__Vorliegender Textauszug__

Bereits 1922 sprach Georg Simmel von „der Rache des Almosens für das rein subjektivistische, nur den Geber, aber nicht den Empfänger berücksichtigende Motiv seiner Gewährung“, womit eine gewisse Sinnlosigkeit und auch Beliebigkeit in der Verwendung von Gaben einhergeht. Was sie beim Empfänger anrichten, interessiert nicht, es interessiert alleine das Gefühl der Befriedigung beim Geber.

Um sich dem Phänomen des Helfens zu nähern, muß man zunächst zur Kenntnis nehmen, daß Helfen (wie jede soziale Interaktion) dem gesellschaftlichen Wandel unterliegt. Man hat früher anders geholfen, als wir es heute tun. Wir wollen in lockerer Anlehnung an die Gesellschaftstypologie von Niklas Luhmann primitive, hochkulturelle und moderne Gesellschaftsformen unterscheiden.

In primitiven Gesellschaften war Helfen eine elementare Form der Konstitution des sozialen Lebens. Man half sich in Interaktionen, und diese Interaktionen bildeten gleichsam die tribalen Gesellschaftsstrukturen. Diese „helfenden“ Interaktionen waren dabei statuskonstituierend: Wer half, konnte gegenüber dem „Geholfenen“ einen höheren Sozialstatus beanspruchen. Helfen war nicht, wie in mittelalterlichen Gesellschaften, Ausfluß eines höheren Status, Helfen begründete den höheren Status. Die Dankespflichten waren unbestimmt und universell, die Reziprozität war nicht geregelt – es war nicht klar, wieviel der Hilfsempfänger in welcher Form zurückgeben mußte. Auch die zeitliche Dimension der Einlösung der Dankespflicht war nicht geregelt.

Diese Unbestimmtheit machte archaische Gesellschaften gerade in einer feindlichen Umwelt besonders stabil und anpassungsfähig. Denn die Hilfs- und Abgabepflichten konnten und mußten nur dann eingelöst werden, wenn Überschüsse vorhanden waren, und sie konnten flexibel realisiert werden als Arbeit, Unterwerfung, Prestigezuweisung oder Kampfeshilfe.

__Datenblock__
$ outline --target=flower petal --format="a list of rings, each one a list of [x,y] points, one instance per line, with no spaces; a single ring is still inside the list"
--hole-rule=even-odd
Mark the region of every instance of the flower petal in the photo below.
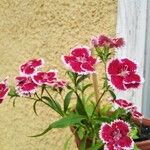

__Aufgaben__
1. Erkläre in ein bis drei Sätzen, warum archaische Gesellschaften laut dem Textauszug über das Helfen gerade in einer feindlichen Umwelt besonders stabil und anpassungsfähig waren.
2. Führe den Textauszug über das Helfen an der Stelle fort, an der er endet.
Die Daten stammen aus einer anderen Quelle.

__Schriftliche Antworten__
1. Die Dankes- und Abgabepflichten waren unbestimmt. Sie konnten und mussten deshalb nur eingelöst werden, wenn Überschüsse vorhanden waren. Zudem ließen sie sich flexibel als Arbeit, Unterwerfung, Prestigezuweisung oder Kampfeshilfe erfüllen.

2.
Auf der anderen Seite mußte, gerade weil man durch Helfen seinen Sozialstatus begründete und verteidigte, viel und nach allen Seiten geholfen werden und dies immer wieder. Wenn es etwas gab, wurden Feste gefeiert und im Grunde angesammeltes Vermögen verschwendet. Das erklärt, warum es in archaischen Gesellschaften so gut wie nicht zur Kapitalbildung und zur größeren Vermögensakkumulation kommt. Die Unmittelbarkeit der Bedürfnisbefriedigung steht im Vordergrund.

Hochkulturelle (mittelalterliche) Gesellschaften zeichnen sich dadurch aus, daß sich über die archaischen tribalen Geschlechterverbände eine politische Herrschaft bildet, die über generalisierte Normvorstellungen und über eine kosmisch-religiöse Universalmoral eine eindeutige Schichtstruktur ausbildet. Helfen wird damit zunehmend trivialisiert und marginalisiert, weil das Helfen nicht mehr die Statusdifferenzen begründet. 

Für Hilfsorganisationen kann es nichts Schlimmeres geben, als wenn ihnen die Hilfssituationen und Hilfsbedürftigen ausgehen würden. Sie brauchen eine permanente Zufuhr von sozialen Klienten, die auf ausgleichende Hilfe angewiesen sind.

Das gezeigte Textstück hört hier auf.